**Task goal:**
Return the data below exactly, but only from the line containing "111L432 181L434 98L426" through the line containing "138L205 200L216 197L213", with both of those lines included.
○ ○ ○
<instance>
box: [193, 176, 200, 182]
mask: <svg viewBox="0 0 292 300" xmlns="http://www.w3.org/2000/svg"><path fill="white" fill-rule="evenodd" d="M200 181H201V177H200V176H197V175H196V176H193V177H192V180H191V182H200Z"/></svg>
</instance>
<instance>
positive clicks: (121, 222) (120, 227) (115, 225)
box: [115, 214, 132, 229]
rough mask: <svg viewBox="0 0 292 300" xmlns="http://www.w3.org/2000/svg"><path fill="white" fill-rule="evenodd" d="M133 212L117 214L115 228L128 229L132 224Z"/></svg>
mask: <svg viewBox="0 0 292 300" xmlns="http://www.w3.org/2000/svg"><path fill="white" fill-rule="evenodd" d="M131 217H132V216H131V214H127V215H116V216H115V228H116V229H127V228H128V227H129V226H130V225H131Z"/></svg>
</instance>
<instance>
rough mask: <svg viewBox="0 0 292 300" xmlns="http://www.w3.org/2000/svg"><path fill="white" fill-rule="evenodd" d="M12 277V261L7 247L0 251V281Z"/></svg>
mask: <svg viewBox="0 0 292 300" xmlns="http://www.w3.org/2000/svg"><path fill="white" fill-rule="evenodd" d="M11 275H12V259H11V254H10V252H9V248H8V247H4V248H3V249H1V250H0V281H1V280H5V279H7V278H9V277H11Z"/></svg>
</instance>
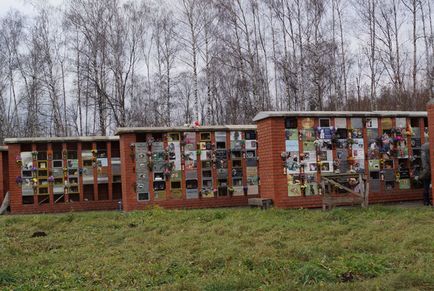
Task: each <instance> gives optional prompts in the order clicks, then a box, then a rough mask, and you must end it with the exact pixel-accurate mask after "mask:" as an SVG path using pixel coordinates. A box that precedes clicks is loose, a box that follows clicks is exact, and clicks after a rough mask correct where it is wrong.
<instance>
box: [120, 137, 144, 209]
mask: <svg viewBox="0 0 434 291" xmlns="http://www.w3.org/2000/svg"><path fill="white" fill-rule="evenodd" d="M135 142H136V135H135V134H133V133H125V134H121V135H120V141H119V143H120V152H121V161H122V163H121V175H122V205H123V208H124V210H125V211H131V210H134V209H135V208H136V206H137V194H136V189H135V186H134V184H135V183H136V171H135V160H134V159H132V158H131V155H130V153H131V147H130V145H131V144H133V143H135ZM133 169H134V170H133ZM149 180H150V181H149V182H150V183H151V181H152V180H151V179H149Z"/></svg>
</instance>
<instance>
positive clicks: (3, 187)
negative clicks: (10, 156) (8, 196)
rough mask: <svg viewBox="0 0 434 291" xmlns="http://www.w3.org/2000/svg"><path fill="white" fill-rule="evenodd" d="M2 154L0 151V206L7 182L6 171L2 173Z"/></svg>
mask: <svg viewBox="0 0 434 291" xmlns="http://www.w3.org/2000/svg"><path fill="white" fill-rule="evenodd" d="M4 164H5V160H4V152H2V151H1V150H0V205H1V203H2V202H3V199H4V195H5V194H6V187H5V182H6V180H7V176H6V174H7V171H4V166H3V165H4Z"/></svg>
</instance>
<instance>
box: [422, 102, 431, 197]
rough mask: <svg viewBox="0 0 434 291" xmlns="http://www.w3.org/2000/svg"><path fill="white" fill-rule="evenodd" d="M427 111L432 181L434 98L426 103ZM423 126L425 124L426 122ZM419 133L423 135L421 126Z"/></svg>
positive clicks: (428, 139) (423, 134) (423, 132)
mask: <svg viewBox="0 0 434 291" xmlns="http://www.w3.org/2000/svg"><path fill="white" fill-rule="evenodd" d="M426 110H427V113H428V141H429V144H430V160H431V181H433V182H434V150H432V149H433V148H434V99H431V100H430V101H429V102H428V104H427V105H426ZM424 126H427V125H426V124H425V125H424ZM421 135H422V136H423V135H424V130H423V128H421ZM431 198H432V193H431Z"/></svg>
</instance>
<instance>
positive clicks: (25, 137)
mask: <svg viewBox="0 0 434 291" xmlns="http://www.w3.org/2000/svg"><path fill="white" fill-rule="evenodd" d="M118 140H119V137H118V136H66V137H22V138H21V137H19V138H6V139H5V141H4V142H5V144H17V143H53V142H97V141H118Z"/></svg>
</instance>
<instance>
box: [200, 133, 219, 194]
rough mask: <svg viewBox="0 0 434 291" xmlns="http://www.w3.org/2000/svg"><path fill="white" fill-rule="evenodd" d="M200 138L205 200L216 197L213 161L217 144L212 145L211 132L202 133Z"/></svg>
○ ○ ○
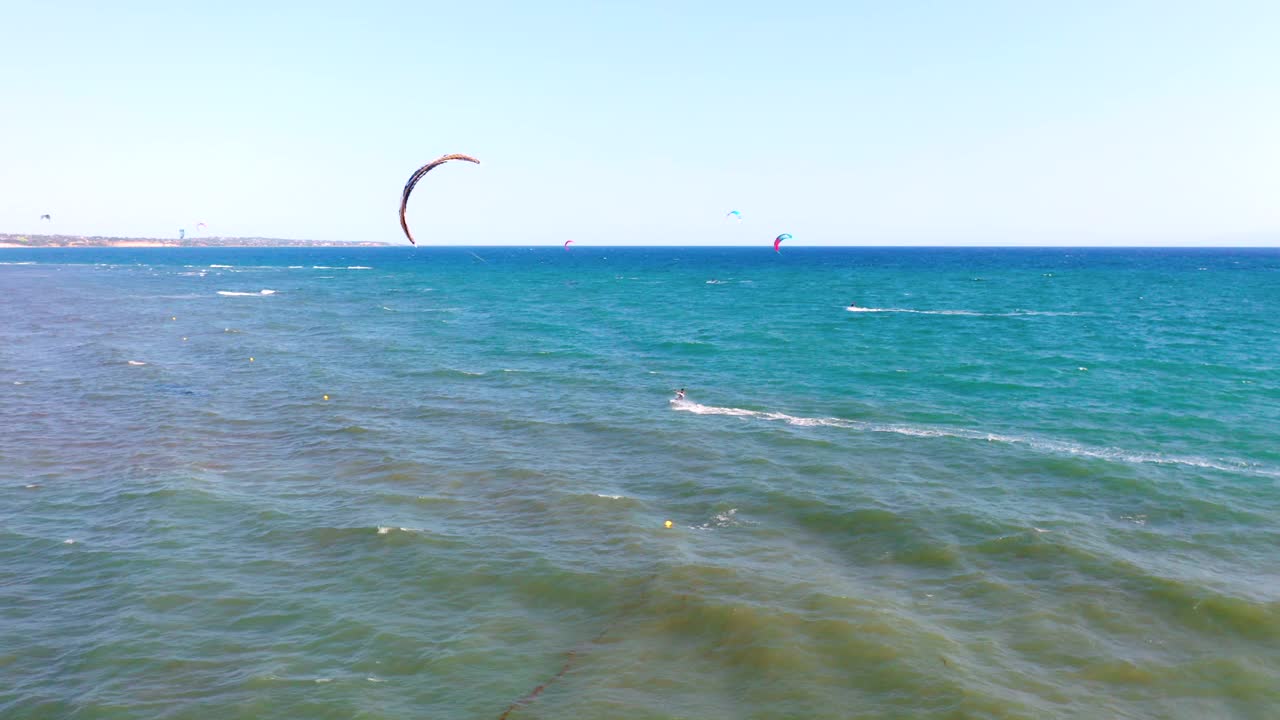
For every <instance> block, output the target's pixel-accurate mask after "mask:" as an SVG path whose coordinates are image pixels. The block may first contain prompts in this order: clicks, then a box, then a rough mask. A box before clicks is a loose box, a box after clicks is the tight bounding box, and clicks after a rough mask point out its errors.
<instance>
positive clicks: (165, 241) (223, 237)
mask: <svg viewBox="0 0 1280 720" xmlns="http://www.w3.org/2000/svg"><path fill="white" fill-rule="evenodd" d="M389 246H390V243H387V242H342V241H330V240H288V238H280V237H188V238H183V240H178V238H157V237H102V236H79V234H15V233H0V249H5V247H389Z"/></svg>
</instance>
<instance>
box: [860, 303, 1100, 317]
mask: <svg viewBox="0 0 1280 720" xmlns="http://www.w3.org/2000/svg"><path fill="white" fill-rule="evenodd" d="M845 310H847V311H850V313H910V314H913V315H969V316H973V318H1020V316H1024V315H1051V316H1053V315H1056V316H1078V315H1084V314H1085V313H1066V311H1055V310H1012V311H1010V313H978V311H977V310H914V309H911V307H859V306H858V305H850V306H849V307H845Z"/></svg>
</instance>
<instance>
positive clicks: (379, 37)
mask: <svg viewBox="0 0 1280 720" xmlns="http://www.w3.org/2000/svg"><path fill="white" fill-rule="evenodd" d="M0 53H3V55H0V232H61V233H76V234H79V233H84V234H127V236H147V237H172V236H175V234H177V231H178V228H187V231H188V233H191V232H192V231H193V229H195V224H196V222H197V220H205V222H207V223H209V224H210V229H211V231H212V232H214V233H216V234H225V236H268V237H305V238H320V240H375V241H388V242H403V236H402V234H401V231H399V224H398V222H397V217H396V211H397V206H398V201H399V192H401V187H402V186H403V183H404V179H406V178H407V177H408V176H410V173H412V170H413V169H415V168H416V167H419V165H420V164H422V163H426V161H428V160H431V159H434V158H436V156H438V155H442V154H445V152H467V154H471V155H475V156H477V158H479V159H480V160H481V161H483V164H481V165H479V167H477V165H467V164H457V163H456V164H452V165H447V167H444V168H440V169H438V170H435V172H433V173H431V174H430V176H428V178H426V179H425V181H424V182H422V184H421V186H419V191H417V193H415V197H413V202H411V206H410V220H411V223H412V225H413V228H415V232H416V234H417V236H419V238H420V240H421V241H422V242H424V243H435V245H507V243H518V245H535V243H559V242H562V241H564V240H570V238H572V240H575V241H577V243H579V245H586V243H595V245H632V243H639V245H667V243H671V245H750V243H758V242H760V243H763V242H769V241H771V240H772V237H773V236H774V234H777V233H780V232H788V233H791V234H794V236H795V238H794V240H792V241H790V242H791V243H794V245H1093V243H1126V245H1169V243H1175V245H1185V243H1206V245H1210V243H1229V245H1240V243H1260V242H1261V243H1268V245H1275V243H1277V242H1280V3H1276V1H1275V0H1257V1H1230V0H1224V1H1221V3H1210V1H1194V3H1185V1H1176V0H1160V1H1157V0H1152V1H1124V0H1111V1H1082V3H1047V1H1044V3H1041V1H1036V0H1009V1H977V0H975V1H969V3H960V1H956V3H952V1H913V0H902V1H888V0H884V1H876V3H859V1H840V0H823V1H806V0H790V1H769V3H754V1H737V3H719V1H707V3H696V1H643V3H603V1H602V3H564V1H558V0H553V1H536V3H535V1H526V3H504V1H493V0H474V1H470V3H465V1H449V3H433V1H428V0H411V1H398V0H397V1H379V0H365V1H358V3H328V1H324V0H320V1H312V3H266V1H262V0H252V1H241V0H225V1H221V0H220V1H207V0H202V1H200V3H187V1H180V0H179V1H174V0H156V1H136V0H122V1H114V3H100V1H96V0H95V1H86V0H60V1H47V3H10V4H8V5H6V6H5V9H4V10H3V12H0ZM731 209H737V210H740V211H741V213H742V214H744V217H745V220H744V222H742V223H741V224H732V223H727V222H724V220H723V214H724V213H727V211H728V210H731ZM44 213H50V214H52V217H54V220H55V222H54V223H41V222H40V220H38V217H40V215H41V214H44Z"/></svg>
○ ○ ○
**Solution for this problem:**
rough mask: <svg viewBox="0 0 434 291" xmlns="http://www.w3.org/2000/svg"><path fill="white" fill-rule="evenodd" d="M427 111L432 181L434 98L426 103ZM423 126L425 124L426 122ZM419 133L423 135L421 126Z"/></svg>
positive clicks: (428, 139) (423, 134) (423, 132)
mask: <svg viewBox="0 0 434 291" xmlns="http://www.w3.org/2000/svg"><path fill="white" fill-rule="evenodd" d="M426 110H427V113H428V141H429V144H430V160H431V181H433V182H434V150H432V149H433V148H434V99H431V100H430V101H429V102H428V104H427V105H426ZM424 126H427V125H426V124H425V125H424ZM421 135H422V136H423V135H424V130H423V128H421ZM431 198H432V193H431Z"/></svg>
</instance>
<instance>
positive clicks: (25, 137)
mask: <svg viewBox="0 0 434 291" xmlns="http://www.w3.org/2000/svg"><path fill="white" fill-rule="evenodd" d="M118 140H119V137H118V136H66V137H22V138H21V137H19V138H6V139H5V141H4V142H5V144H17V143H53V142H97V141H118Z"/></svg>
</instance>
<instance>
box: [200, 133, 219, 194]
rough mask: <svg viewBox="0 0 434 291" xmlns="http://www.w3.org/2000/svg"><path fill="white" fill-rule="evenodd" d="M200 138L205 200L216 197L213 161L217 144L212 145L211 132L202 133Z"/></svg>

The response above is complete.